[[ GIVEN DATA open ]]
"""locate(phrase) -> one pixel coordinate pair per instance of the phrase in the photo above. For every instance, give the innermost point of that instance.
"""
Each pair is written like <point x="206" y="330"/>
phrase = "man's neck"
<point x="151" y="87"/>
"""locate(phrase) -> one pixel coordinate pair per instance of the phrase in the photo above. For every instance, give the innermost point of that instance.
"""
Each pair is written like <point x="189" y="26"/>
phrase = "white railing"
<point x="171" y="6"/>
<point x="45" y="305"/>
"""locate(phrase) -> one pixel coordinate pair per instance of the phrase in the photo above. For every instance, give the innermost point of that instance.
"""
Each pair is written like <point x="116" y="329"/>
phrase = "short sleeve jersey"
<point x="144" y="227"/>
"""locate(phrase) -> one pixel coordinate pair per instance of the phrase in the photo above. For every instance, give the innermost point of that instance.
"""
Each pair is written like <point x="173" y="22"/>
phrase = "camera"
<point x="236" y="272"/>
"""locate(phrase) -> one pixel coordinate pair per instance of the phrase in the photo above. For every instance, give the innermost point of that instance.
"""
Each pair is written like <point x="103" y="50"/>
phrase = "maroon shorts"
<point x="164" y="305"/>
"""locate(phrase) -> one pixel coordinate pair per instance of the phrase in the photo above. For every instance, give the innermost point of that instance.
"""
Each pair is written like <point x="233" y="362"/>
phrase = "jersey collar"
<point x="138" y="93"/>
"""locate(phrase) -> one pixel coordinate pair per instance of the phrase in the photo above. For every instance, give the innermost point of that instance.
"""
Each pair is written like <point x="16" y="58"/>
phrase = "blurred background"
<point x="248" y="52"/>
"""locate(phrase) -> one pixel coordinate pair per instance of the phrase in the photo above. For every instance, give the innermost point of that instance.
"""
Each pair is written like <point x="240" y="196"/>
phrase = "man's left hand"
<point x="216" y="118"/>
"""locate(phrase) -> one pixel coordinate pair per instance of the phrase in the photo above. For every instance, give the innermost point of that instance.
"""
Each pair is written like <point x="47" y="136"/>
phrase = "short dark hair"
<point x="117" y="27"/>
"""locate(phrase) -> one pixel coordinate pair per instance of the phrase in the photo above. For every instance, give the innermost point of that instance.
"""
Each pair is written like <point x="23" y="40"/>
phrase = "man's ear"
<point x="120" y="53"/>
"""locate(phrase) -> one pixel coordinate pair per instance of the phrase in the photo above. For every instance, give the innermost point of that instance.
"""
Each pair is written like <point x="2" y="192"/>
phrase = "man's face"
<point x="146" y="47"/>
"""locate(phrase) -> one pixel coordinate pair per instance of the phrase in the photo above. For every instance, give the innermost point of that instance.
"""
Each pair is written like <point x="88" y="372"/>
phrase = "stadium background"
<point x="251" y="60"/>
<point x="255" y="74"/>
[[ GIVEN DATA closed ]]
### [TASK INSTRUCTIONS]
Copy each line of the data above exactly as it appears.

### [EXERCISE SOLUTION]
"""locate(phrase) -> one pixel coordinate pair per instance of the phrase in the photo above. For every instance, give the innermost point of that instance.
"""
Each pair is written like <point x="206" y="330"/>
phrase = "man's neck"
<point x="151" y="87"/>
"""locate(phrase) -> one pixel coordinate pair per instance of the phrase in the photo above. For every instance, give the innermost point of that instance.
"""
Each pair is written like <point x="189" y="26"/>
phrase = "white railing"
<point x="171" y="6"/>
<point x="45" y="305"/>
"""locate(phrase) -> one pixel coordinate pair per instance of the phrase in the photo above. For every instance, give the innermost point of that instance.
"""
Each pair is written like <point x="116" y="329"/>
phrase = "short sleeve jersey"
<point x="144" y="227"/>
"""locate(phrase) -> one pixel coordinate pair per instance of the phrase in the photo above. For every instance, give the innermost point of that instance.
"""
Each pair is written like <point x="173" y="22"/>
phrase = "camera"
<point x="236" y="272"/>
"""locate(phrase) -> one pixel coordinate pair per instance of the phrase in the photo above. For every instance, give the innermost point of that instance.
"""
Each pair is written like <point x="103" y="50"/>
phrase = "maroon shorts"
<point x="164" y="305"/>
"""locate(phrase) -> one pixel coordinate pair per instance of the phrase in the photo above. For every instance, give the innermost point of that instance.
"""
Each pair is written like <point x="233" y="362"/>
phrase = "jersey collar"
<point x="138" y="93"/>
"""locate(phrase) -> one pixel coordinate pair per instance of the phrase in the photo above. For every instance, give the innermost point of that instance.
"""
Each pair is written like <point x="16" y="58"/>
phrase = "blurred background"
<point x="248" y="52"/>
"""locate(phrase) -> one pixel coordinate pair per instance of the phrase in the photo above. For every instance, give the innermost point of that instance.
"""
Each pair is written like <point x="240" y="196"/>
phrase = "man's left hand"
<point x="216" y="118"/>
"""locate(phrase) -> one pixel coordinate pair per instance of the phrase in the photo above. For every instance, give the innermost point of that instance.
"""
Each pair is written like <point x="47" y="136"/>
phrase = "short dark hair"
<point x="117" y="27"/>
"""locate(phrase) -> one pixel coordinate pair per instance of the phrase in the photo above. For every instance, give the innermost point of that instance.
"""
Each pair is written like <point x="23" y="40"/>
phrase = "man's ear"
<point x="120" y="53"/>
"""locate(phrase) -> one pixel coordinate pair per instance of the phrase in the photo above. For every instance, give the innermost point of that instance.
"""
Each pair is written like <point x="2" y="192"/>
phrase = "man's face"
<point x="146" y="47"/>
"""locate(phrase) -> one pixel coordinate pair per instance of the phrase in the photo above. For every instance, give the innermost point of that instance.
"""
Each pair is written like <point x="88" y="372"/>
phrase = "stadium background"
<point x="251" y="60"/>
<point x="255" y="74"/>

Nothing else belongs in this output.